» **Given request**: Produce an exact copy of the lines from the line that contains "Identify the orange" to the end of the listing below.

Dataset entries:
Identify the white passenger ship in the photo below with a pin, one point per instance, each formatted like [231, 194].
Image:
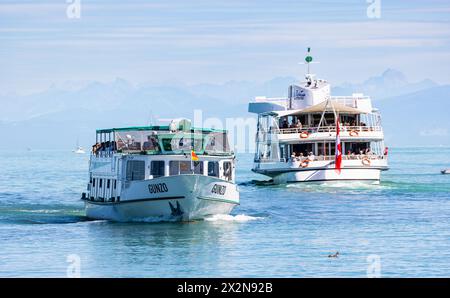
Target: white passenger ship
[166, 172]
[296, 136]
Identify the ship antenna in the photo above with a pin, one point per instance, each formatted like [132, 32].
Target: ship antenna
[308, 60]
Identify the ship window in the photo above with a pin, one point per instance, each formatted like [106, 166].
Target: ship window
[157, 168]
[184, 167]
[227, 170]
[213, 168]
[135, 170]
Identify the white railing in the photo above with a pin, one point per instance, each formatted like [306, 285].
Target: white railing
[310, 130]
[324, 158]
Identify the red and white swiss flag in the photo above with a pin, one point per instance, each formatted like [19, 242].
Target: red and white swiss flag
[338, 156]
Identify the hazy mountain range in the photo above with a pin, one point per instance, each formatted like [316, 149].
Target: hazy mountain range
[57, 117]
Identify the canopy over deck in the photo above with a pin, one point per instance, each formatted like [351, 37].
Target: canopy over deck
[154, 128]
[326, 106]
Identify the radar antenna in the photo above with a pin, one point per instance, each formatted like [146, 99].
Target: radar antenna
[308, 60]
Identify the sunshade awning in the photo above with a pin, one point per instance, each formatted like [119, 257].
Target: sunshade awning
[328, 106]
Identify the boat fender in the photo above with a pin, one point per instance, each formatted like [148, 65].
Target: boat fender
[304, 134]
[353, 133]
[366, 161]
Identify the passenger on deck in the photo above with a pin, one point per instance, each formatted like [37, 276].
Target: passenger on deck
[151, 144]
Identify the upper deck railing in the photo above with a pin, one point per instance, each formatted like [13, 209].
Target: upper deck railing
[324, 158]
[316, 129]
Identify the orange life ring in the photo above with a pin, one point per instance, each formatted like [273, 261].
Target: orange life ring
[353, 133]
[304, 134]
[365, 161]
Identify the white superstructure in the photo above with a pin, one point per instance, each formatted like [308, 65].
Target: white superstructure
[167, 172]
[296, 136]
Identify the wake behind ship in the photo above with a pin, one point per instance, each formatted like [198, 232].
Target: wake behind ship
[169, 172]
[300, 138]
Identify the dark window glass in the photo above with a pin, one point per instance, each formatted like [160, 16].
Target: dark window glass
[213, 168]
[227, 170]
[135, 170]
[157, 168]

» **Reply**:
Identify the orange life ring in the photo above with a pin, one point per instance, each formatted like [273, 261].
Target: orange life ring
[353, 133]
[304, 134]
[365, 161]
Identify the white superstructure in the photo above with a pin, one point per instance, each formatted like [308, 65].
Target: white superstructure
[167, 172]
[296, 136]
Identify the wake behind ship in the photo above with a pin, one point per instance, each formatted like [198, 232].
Target: wake behind ship
[169, 172]
[300, 138]
Identify the dark window glass in the photo above with a pin, one point per instance, each formatted like [160, 16].
Target: dark window glass
[213, 168]
[227, 170]
[135, 170]
[157, 168]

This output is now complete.